EXERCISE GOAL: Gather every line of the items below that contains the word "stained" and list those lines.

Point labeling items
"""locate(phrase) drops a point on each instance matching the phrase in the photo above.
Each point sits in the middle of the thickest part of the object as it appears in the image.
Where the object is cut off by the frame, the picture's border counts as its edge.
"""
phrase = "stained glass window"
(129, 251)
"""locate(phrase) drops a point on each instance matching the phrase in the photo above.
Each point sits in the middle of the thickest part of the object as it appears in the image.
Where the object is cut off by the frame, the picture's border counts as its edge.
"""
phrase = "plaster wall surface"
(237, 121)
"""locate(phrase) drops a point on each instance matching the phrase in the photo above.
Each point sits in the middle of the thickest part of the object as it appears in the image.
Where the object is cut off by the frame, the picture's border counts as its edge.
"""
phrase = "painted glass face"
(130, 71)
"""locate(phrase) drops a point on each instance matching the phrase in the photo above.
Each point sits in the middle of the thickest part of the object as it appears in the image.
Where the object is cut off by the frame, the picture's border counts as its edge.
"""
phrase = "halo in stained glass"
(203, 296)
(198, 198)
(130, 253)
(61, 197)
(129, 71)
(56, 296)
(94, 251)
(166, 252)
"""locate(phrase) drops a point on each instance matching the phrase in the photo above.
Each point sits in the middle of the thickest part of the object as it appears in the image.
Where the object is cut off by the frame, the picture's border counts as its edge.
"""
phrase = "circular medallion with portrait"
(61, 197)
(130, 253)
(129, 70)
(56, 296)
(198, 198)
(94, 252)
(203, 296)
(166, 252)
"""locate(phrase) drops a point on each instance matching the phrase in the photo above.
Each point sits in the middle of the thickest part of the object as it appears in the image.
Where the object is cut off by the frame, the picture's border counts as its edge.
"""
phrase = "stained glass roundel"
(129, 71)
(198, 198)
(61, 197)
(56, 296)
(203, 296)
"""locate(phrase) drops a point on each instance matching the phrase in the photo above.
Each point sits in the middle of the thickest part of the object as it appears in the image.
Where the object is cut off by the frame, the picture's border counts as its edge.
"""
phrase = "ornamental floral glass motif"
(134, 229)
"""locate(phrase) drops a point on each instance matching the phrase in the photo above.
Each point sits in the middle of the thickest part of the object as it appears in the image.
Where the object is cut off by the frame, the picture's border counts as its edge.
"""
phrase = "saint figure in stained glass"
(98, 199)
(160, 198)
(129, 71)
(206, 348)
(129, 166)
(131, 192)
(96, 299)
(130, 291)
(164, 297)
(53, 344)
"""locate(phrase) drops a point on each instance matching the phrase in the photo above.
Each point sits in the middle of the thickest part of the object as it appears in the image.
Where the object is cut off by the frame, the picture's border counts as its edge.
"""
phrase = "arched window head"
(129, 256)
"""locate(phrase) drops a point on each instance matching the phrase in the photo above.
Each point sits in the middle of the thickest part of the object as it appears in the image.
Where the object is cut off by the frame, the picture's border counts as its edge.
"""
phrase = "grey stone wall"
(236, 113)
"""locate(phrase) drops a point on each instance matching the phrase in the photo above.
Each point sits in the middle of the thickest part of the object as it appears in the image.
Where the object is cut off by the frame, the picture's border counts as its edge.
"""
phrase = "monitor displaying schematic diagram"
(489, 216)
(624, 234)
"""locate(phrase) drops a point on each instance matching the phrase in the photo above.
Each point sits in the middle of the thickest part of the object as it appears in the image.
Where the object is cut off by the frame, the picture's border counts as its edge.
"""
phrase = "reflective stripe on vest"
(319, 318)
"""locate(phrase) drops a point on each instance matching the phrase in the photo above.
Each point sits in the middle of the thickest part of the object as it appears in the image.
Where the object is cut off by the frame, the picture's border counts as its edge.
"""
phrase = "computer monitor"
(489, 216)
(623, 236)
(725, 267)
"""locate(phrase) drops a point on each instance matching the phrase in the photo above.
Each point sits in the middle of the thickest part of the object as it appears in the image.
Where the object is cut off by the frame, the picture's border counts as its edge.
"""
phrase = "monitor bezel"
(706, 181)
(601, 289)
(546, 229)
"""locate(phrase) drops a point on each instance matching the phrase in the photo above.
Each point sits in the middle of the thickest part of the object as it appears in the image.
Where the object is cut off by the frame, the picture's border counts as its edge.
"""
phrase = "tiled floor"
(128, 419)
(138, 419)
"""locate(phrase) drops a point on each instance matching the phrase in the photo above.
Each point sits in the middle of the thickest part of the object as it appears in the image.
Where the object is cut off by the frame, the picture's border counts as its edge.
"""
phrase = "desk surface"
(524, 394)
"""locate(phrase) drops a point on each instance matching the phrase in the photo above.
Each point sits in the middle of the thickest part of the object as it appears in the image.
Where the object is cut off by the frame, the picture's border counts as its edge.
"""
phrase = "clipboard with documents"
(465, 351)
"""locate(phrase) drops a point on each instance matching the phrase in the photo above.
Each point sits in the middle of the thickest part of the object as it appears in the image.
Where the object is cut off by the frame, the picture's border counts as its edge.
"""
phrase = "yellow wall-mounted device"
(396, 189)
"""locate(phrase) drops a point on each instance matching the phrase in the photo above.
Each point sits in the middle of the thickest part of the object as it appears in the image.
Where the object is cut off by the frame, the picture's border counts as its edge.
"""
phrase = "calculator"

WRITTEN SOLUTION:
phrase = "stained glass window"
phrase = "halo in stained glass"
phrase = "stained glass roundel"
phrase = "saint figure in stained glass"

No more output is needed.